**Required work:**
1) Summarize the spreadsheet cell documentation in two sentences.
2) Reproduce the spreadsheet cell documentation from "The A1-style formula" up to and including "the correct formula.".
3) Resume the spreadsheet cell documentation from the point where it stops.

Built-in export utilities (such as the CSV exporter) will use the `w` text if it
is available.  To change a value, be sure to delete `cell.w` (or set it to
`undefined`) before attempting to export.  The utilities will regenerate the `w`
text from the number format (`cell.z`) and the raw value if possible.

### Data Types

The raw value is stored in the `v` field, interpreted based on the `t` field.

Type `b` is the Boolean type.  `v` is interpreted according to JS truth tables

Type `e` is the Error type. `v` holds the number and `w` holds the common name:

| Value | Error Meaning  |
| ----: | :------------- |
|  0x00 | #NULL!         |
|  0x07 | #DIV/0!        |
|  0x0F | #VALUE!        |
|  0x17 | #REF!          |
|  0x1D | #NAME?         |
|  0x24 | #NUM!          |
|  0x2A | #N/A           |
|  0x2B | #GETTING\_DATA |

Type `n` is the Number type. This includes all forms of data that Excel stores
as numbers, such as dates/times and Boolean fields.  Excel exclusively uses data
that can be fit in an IEEE754 floating point number, just like JS Number, so the
`v` field holds the raw number.  The `w` field holds formatted text.

Type `s` is the String type.  `v` should be explicitly stored as a string to
avoid possible confusion.

### Formulae

The A1-style formula string is stored in the `f` field.  Even though different
file formats store the formulae in different ways, the formats are converted.

Shared formulae are decompressed and each cell has the correct formula.

Array formulae are stored in the top-left cell of the array block.  All cells
of an array formula have a `F` field corresponding to the range.  A single-cell
formula can be distinguished from a plain formula by the presence of `F` field.

The `sheet_to_formulae` method generates one line per formula or array formula.

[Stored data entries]
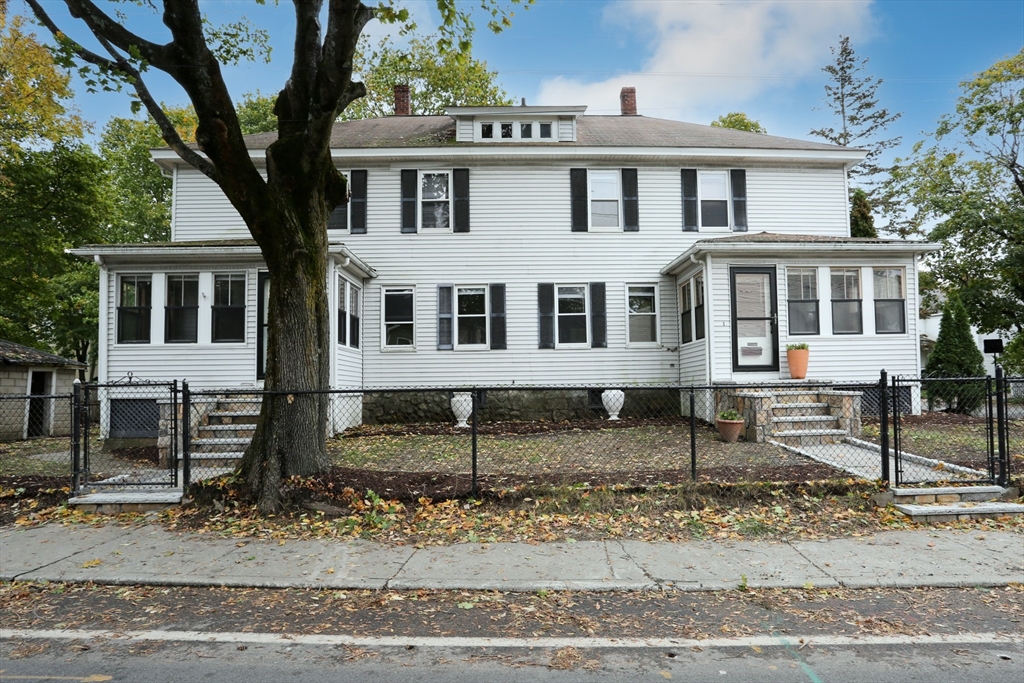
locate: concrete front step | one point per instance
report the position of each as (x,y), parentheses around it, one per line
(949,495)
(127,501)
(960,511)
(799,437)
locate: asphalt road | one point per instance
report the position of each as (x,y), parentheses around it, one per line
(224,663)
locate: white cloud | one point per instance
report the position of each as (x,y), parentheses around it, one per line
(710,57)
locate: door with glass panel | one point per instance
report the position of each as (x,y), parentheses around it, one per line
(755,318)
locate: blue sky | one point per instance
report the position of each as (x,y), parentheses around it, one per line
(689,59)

**Response list:**
1) A cell's raw value is kept in the `v` field and interpreted according to the `t` field, which marks it as a Boolean, Error, Number, or String, while built-in export utilities use the `w` text when it is available. Formulae are stored as A1-style strings in the `f` field: shared formulae are decompressed so each cell has the correct formula, and array formulae sit in the top-left cell of the array block, with every cell of the array carrying an `F` field for the range.

2)
The A1-style formula string is stored in the `f` field.  Even though different
file formats store the formulae in different ways, the formats are converted.

Shared formulae are decompressed and each cell has the correct formula.

3)
Array formulae are rendered in the form `range=formula` while plain cells are
rendered in the form `cell=formula or value`.

### Worksheet Object

Each key that does not start with `!` maps to a cell (using `A-1` notation)

`worksheet[address]` returns the cell object for the specified address.

Special worksheet keys (accessible as `worksheet[key]`, each starting with `!`):

- `ws['!ref']`: A-1 based range representing the worksheet range. Functions that
  work with sheets should use this parameter to determine the range.  Cells that
  are assigned outside of the range are not processed.  In particular, when
  writing a worksheet by hand, be sure to update the range.  For a longer
  discussion, see <http://git.io/KIaNKQ>

  Functions that handle worksheets should test for the presence of `!ref` field.
  If the `!ref` is omitted or is not a valid range, functions are free to treat
  the sheet as empty or attempt to guess the range.  The standard utilities that
  ship with this library treat sheets as empty (for example, the CSV output is
  empty string).

- `ws['!merges']`: array of range objects corresponding to the merged cells in
  the worksheet.  Plaintext utilities are unaware of merge cells.  CSV export
  will write all cells in the merge range if they exist, so be sure that only
  the first cell (upper-left) in the range is set.

### Workbook Object

`workbook.SheetNames` is an ordered list of the sheets in the workbook

`wb.Sheets[sheetname]` returns an object representing the worksheet.

`wb.Props` is an object storing the standard properties.  `wb.Custprops` stores
custom properties.  Since the XLS standard properties deviate from the XLSX
standard, both objects are identical.


## Parsing Options

The exported `read` and `readFile` functions accept an options argument:

| Option Name | Default | Description                                          |
| :---------- | ------: | :--------------------------------------------------- |
| type        |         | Input data encoding (see Input Type below)           |
| cellFormula | true    | Save formulae to the .f field **                     |
| cellNF      | false   | Save number format string to the .z field            |
| cellStyles  | false   | Save style/theme info to the .s field                |
| sheetRows   | 0       | If >0, read the first `sheetRows` rows **            |
| bookFiles   | false   | If true, add raw files to book object **             |
| bookProps   | false   | If true, only parse enough to get book metadata **   |
| bookSheets  | false   | If true, only parse enough to get the sheet names    |
| password    | ""      | If defined and file is encrypted, use password **    |

- `cellFormula` option only applies to formats that require extra processing to
  parse formulae (XLS).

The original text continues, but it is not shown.